Data excerpts:
■ ■ ■ ■ ■
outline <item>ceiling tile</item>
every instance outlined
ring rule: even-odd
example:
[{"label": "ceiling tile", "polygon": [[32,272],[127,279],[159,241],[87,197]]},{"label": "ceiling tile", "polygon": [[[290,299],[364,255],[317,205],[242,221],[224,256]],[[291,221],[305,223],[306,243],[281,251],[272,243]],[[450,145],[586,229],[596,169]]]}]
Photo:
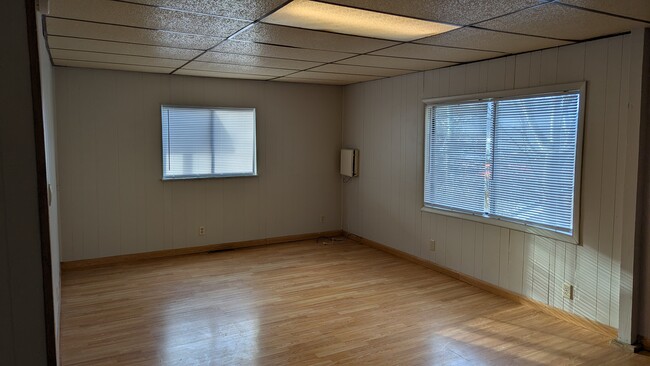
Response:
[{"label": "ceiling tile", "polygon": [[440,67],[455,65],[455,63],[453,62],[417,60],[412,58],[373,56],[373,55],[355,56],[352,58],[341,60],[337,62],[337,64],[389,67],[389,68],[413,70],[413,71],[432,70]]},{"label": "ceiling tile", "polygon": [[560,0],[560,2],[650,22],[648,0]]},{"label": "ceiling tile", "polygon": [[170,60],[167,58],[141,57],[129,55],[114,55],[110,53],[97,53],[85,51],[51,50],[52,58],[64,60],[78,60],[91,62],[105,62],[125,65],[157,66],[177,68],[186,61]]},{"label": "ceiling tile", "polygon": [[404,75],[413,72],[413,70],[387,69],[387,68],[379,68],[379,67],[340,65],[340,64],[327,64],[327,65],[313,68],[310,71],[322,71],[322,72],[333,72],[333,73],[353,74],[353,75],[369,75],[369,76],[397,76],[397,75]]},{"label": "ceiling tile", "polygon": [[264,23],[253,25],[246,31],[238,34],[235,39],[352,53],[365,53],[397,44],[392,41],[347,36],[343,34],[312,31]]},{"label": "ceiling tile", "polygon": [[298,78],[298,79],[341,81],[341,82],[347,82],[348,84],[381,79],[380,76],[335,74],[329,72],[315,72],[315,71],[300,71],[295,74],[291,74],[290,77]]},{"label": "ceiling tile", "polygon": [[301,83],[301,84],[318,84],[318,85],[347,85],[353,84],[350,81],[338,81],[338,80],[322,80],[322,79],[304,79],[304,78],[294,78],[291,76],[285,76],[279,79],[273,80],[274,82],[280,81],[285,83]]},{"label": "ceiling tile", "polygon": [[503,53],[499,52],[476,51],[462,48],[439,47],[412,43],[401,44],[399,46],[387,48],[378,52],[373,52],[372,54],[379,56],[410,57],[425,60],[452,62],[485,60],[488,58],[494,58],[503,55]]},{"label": "ceiling tile", "polygon": [[231,18],[179,12],[108,0],[50,1],[50,15],[61,18],[117,24],[147,29],[228,37],[250,24]]},{"label": "ceiling tile", "polygon": [[295,72],[295,70],[273,69],[268,67],[256,67],[256,66],[245,66],[245,65],[217,64],[212,62],[201,62],[201,61],[192,61],[189,64],[187,64],[187,66],[183,67],[183,69],[265,75],[265,76],[284,76],[287,74],[291,74],[292,72]]},{"label": "ceiling tile", "polygon": [[212,49],[217,52],[238,53],[267,57],[289,58],[315,62],[333,62],[350,56],[352,53],[309,50],[305,48],[274,46],[254,42],[225,41]]},{"label": "ceiling tile", "polygon": [[46,27],[47,34],[51,36],[68,36],[200,50],[214,47],[223,40],[223,38],[217,37],[138,29],[51,17],[47,18]]},{"label": "ceiling tile", "polygon": [[280,7],[285,0],[130,0],[130,2],[222,17],[256,20]]},{"label": "ceiling tile", "polygon": [[210,78],[227,78],[227,79],[252,79],[252,80],[269,80],[274,78],[274,76],[268,76],[268,75],[253,75],[253,74],[240,74],[240,73],[204,71],[204,70],[185,70],[185,69],[180,69],[176,71],[174,75],[203,76],[203,77],[210,77]]},{"label": "ceiling tile", "polygon": [[154,72],[160,74],[169,74],[170,72],[174,71],[173,68],[168,68],[168,67],[111,64],[111,63],[104,63],[104,62],[91,62],[91,61],[78,61],[78,60],[59,60],[56,58],[53,58],[52,61],[56,66],[83,67],[89,69]]},{"label": "ceiling tile", "polygon": [[478,27],[560,39],[585,40],[642,28],[646,23],[560,4],[536,8],[477,24]]},{"label": "ceiling tile", "polygon": [[252,55],[239,55],[235,53],[206,52],[197,61],[216,62],[222,64],[248,65],[275,67],[280,69],[304,70],[321,65],[320,62],[287,60],[283,58],[271,58]]},{"label": "ceiling tile", "polygon": [[199,50],[188,50],[183,48],[145,46],[140,44],[96,41],[92,39],[57,36],[48,37],[47,43],[50,46],[51,50],[79,50],[132,56],[171,58],[178,60],[191,60],[203,52]]},{"label": "ceiling tile", "polygon": [[545,0],[328,0],[329,3],[348,5],[413,18],[467,25],[491,19]]},{"label": "ceiling tile", "polygon": [[469,27],[424,38],[417,42],[436,46],[463,47],[506,53],[521,53],[571,43]]}]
■ ■ ■ ■ ■
Transcribe all of the entries word for word, but skip any pictures they contain.

Solution for this exercise:
outline <item>ceiling tile</item>
every instance outlined
ring rule: even-odd
example:
[{"label": "ceiling tile", "polygon": [[32,272],[127,279],[159,241],[87,197]]},{"label": "ceiling tile", "polygon": [[[290,299],[364,255],[317,205],[242,221],[224,256]],[[291,221],[305,223],[306,243],[281,251],[272,243]],[[450,145],[586,229],[596,169]]]}]
Photo:
Response:
[{"label": "ceiling tile", "polygon": [[440,67],[455,65],[455,63],[453,62],[417,60],[412,58],[373,56],[373,55],[355,56],[352,58],[341,60],[337,62],[337,64],[389,67],[389,68],[413,70],[413,71],[432,70]]},{"label": "ceiling tile", "polygon": [[560,0],[560,2],[650,22],[648,0]]},{"label": "ceiling tile", "polygon": [[170,60],[167,58],[141,57],[129,55],[114,55],[110,53],[97,53],[85,51],[51,50],[52,58],[64,60],[78,60],[91,62],[105,62],[125,65],[157,66],[177,68],[186,61]]},{"label": "ceiling tile", "polygon": [[404,75],[413,72],[413,70],[387,69],[387,68],[379,68],[379,67],[340,65],[340,64],[327,64],[327,65],[313,68],[310,71],[322,71],[322,72],[333,72],[333,73],[353,74],[353,75],[369,75],[369,76],[397,76],[397,75]]},{"label": "ceiling tile", "polygon": [[264,23],[253,25],[246,31],[238,34],[235,39],[352,53],[365,53],[397,44],[392,41],[347,36],[343,34],[312,31]]},{"label": "ceiling tile", "polygon": [[298,78],[298,79],[341,81],[341,82],[347,82],[348,84],[381,79],[380,76],[335,74],[329,72],[315,72],[315,71],[300,71],[295,74],[291,74],[290,77]]},{"label": "ceiling tile", "polygon": [[301,83],[301,84],[318,84],[318,85],[347,85],[353,84],[350,81],[338,81],[338,80],[322,80],[322,79],[304,79],[304,78],[294,78],[291,76],[285,76],[279,79],[273,80],[274,82],[280,81],[285,83]]},{"label": "ceiling tile", "polygon": [[503,53],[499,52],[476,51],[462,48],[439,47],[412,43],[401,44],[399,46],[387,48],[378,52],[373,52],[372,54],[379,56],[410,57],[425,60],[452,62],[485,60],[488,58],[494,58],[503,55]]},{"label": "ceiling tile", "polygon": [[231,18],[179,12],[108,0],[50,1],[50,15],[61,18],[117,24],[147,29],[228,37],[250,24]]},{"label": "ceiling tile", "polygon": [[295,72],[295,70],[273,69],[268,67],[256,67],[256,66],[245,66],[245,65],[217,64],[212,62],[201,62],[201,61],[192,61],[189,64],[187,64],[187,66],[183,67],[183,69],[265,75],[265,76],[284,76],[287,74],[291,74],[292,72]]},{"label": "ceiling tile", "polygon": [[212,49],[217,52],[238,53],[267,57],[289,58],[315,62],[333,62],[350,56],[352,53],[309,50],[305,48],[274,46],[254,42],[225,41]]},{"label": "ceiling tile", "polygon": [[46,27],[47,34],[51,36],[68,36],[200,50],[214,47],[223,40],[223,38],[217,37],[138,29],[51,17],[47,18]]},{"label": "ceiling tile", "polygon": [[280,7],[285,0],[130,0],[130,2],[222,17],[256,20]]},{"label": "ceiling tile", "polygon": [[210,78],[227,78],[227,79],[252,79],[252,80],[269,80],[274,78],[274,76],[268,76],[268,75],[253,75],[253,74],[240,74],[240,73],[204,71],[204,70],[185,70],[185,69],[180,69],[176,71],[174,75],[203,76],[203,77],[210,77]]},{"label": "ceiling tile", "polygon": [[154,72],[160,74],[169,74],[170,72],[174,71],[173,68],[168,68],[168,67],[111,64],[111,63],[104,63],[104,62],[91,62],[91,61],[78,61],[78,60],[59,60],[56,58],[53,58],[52,61],[56,66],[83,67],[89,69]]},{"label": "ceiling tile", "polygon": [[478,27],[560,39],[585,40],[642,28],[646,23],[560,4],[536,8],[477,24]]},{"label": "ceiling tile", "polygon": [[252,55],[239,55],[235,53],[206,52],[197,61],[216,62],[222,64],[248,65],[275,67],[280,69],[304,70],[321,65],[320,62],[287,60],[283,58],[271,58]]},{"label": "ceiling tile", "polygon": [[199,50],[188,50],[183,48],[145,46],[140,44],[96,41],[92,39],[57,36],[48,37],[47,43],[50,46],[51,50],[79,50],[132,56],[171,58],[178,60],[191,60],[203,52]]},{"label": "ceiling tile", "polygon": [[545,0],[328,0],[329,3],[348,5],[413,18],[467,25],[491,19]]},{"label": "ceiling tile", "polygon": [[469,27],[424,38],[417,42],[436,46],[463,47],[506,53],[521,53],[571,43]]}]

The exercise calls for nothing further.